─── Exercise data ───
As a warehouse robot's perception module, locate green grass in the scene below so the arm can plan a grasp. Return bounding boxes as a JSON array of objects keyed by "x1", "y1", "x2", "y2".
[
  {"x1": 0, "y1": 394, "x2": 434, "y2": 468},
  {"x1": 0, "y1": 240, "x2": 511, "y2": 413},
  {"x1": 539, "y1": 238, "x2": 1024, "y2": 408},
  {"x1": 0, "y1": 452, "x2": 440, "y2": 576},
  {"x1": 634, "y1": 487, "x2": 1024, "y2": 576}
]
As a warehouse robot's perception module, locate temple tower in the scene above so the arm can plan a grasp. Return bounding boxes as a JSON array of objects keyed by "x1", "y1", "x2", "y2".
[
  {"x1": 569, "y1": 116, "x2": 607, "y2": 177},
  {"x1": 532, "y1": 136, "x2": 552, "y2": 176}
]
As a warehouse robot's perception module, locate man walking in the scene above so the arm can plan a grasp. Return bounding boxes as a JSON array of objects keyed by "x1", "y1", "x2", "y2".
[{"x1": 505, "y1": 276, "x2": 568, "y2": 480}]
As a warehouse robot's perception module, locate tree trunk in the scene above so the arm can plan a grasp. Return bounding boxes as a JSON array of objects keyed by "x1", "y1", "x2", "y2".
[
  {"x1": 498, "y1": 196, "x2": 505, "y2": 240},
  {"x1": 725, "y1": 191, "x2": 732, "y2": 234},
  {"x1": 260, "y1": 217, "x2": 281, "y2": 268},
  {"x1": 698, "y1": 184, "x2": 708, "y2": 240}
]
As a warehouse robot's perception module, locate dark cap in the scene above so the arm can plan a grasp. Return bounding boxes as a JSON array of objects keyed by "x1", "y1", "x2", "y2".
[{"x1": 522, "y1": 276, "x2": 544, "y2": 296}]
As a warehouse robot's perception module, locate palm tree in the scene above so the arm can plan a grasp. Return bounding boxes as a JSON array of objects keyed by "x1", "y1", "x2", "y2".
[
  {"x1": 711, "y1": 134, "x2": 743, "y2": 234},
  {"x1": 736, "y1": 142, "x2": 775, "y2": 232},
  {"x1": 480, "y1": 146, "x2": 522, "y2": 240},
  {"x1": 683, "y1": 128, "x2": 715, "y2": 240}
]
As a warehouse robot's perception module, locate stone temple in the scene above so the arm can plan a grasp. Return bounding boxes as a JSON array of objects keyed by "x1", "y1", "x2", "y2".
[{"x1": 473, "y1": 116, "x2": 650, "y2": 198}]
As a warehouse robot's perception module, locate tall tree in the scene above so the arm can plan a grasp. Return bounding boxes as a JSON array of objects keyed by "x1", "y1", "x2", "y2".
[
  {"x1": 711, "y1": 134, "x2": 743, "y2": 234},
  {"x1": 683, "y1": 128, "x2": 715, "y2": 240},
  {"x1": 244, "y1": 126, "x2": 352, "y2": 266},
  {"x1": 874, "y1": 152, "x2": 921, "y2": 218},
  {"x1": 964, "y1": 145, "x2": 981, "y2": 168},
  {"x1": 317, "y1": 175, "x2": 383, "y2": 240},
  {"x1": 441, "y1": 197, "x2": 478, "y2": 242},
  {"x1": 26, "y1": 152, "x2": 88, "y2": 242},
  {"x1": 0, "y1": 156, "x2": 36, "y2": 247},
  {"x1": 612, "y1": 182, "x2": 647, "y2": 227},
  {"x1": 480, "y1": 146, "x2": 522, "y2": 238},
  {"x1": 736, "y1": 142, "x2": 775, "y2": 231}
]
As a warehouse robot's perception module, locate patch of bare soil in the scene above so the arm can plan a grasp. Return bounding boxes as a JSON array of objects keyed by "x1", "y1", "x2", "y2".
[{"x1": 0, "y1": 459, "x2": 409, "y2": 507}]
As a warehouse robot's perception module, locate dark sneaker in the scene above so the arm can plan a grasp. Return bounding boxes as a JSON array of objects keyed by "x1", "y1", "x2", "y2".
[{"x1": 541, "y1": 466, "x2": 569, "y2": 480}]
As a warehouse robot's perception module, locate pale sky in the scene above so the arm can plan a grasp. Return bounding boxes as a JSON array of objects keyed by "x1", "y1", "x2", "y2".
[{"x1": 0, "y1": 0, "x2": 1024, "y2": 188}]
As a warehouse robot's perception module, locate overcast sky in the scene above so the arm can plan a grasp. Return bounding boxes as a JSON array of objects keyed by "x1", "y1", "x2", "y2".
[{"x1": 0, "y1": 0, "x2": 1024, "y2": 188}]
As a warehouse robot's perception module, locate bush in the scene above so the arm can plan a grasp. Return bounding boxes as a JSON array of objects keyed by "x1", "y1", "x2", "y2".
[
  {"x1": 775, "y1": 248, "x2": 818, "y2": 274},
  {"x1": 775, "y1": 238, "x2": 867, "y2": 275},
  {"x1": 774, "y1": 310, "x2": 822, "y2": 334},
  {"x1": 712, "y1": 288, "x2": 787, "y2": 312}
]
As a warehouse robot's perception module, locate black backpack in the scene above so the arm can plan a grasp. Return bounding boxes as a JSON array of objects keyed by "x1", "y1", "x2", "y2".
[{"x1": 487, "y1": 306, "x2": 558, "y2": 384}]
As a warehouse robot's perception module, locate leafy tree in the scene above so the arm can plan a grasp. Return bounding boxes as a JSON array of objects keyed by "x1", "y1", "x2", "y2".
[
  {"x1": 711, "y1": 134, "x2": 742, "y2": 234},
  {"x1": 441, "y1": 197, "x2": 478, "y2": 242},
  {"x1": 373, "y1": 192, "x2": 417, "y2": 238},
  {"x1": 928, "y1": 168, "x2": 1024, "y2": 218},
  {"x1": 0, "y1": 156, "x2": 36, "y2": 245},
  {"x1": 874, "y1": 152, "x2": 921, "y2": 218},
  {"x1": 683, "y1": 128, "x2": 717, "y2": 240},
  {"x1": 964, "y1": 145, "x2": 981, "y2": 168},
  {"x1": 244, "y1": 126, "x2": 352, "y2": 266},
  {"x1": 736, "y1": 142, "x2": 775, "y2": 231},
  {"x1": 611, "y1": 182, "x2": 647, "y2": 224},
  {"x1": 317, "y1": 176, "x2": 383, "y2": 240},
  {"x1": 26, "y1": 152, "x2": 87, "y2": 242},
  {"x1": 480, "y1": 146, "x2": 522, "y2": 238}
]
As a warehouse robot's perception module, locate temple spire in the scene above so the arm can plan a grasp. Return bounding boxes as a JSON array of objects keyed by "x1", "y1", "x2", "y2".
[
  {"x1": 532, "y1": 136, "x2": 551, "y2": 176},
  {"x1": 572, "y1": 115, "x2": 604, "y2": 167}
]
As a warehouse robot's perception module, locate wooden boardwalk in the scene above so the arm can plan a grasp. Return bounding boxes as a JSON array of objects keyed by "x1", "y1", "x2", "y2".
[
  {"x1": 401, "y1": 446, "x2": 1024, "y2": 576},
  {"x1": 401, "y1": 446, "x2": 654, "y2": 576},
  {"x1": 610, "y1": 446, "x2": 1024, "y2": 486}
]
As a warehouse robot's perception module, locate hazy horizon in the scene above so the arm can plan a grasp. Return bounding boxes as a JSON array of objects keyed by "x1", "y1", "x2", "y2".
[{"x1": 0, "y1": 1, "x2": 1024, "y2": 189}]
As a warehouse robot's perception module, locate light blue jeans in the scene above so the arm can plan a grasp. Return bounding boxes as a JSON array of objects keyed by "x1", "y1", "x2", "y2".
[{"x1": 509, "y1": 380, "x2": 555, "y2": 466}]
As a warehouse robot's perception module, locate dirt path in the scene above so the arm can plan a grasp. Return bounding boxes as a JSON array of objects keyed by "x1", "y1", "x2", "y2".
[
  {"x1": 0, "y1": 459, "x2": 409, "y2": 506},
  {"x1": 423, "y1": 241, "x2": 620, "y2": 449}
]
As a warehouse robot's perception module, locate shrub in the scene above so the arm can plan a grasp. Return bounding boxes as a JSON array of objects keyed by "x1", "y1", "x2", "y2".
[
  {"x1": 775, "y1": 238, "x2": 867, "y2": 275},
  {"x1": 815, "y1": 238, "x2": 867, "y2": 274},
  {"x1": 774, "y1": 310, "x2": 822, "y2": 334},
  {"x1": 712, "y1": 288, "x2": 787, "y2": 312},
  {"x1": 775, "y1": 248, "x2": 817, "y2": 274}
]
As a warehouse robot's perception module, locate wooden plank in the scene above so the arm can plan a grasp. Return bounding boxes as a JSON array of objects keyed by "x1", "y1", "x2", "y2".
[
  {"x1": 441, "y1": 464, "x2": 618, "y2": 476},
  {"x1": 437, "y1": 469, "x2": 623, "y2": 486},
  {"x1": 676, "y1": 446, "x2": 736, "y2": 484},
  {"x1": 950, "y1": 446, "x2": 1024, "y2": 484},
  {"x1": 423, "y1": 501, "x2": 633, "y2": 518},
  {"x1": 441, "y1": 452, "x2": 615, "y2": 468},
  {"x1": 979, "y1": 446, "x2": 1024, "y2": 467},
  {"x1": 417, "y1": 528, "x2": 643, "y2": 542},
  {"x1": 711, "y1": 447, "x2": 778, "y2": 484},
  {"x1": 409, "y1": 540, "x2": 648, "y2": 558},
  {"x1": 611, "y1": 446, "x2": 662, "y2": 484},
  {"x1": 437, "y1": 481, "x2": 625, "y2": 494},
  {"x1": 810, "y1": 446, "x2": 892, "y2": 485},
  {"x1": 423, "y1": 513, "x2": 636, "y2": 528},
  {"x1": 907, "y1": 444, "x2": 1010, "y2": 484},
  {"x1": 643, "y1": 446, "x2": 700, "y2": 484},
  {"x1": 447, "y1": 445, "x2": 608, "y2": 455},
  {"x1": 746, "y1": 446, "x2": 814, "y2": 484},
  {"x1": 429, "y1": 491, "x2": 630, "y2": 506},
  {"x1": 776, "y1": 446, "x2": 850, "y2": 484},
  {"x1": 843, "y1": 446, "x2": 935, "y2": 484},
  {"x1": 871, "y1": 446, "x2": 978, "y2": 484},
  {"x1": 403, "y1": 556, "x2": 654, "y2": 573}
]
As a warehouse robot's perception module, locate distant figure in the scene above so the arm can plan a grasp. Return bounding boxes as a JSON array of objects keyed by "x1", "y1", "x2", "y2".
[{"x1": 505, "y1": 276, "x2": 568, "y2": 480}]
───
[Work to be completed]
Print nothing but the lines from the line with "As a warehouse robot's perception module, locate distant" to the last line of the records above. Both of those lines count.

[Task solution]
As a warehouse robot's perception module, locate distant figure in the scene above so the arm can plan a grasp. Return bounding boxes as a JSON array of objects keyed by "x1", "y1", "x2", "y2".
[{"x1": 505, "y1": 276, "x2": 568, "y2": 480}]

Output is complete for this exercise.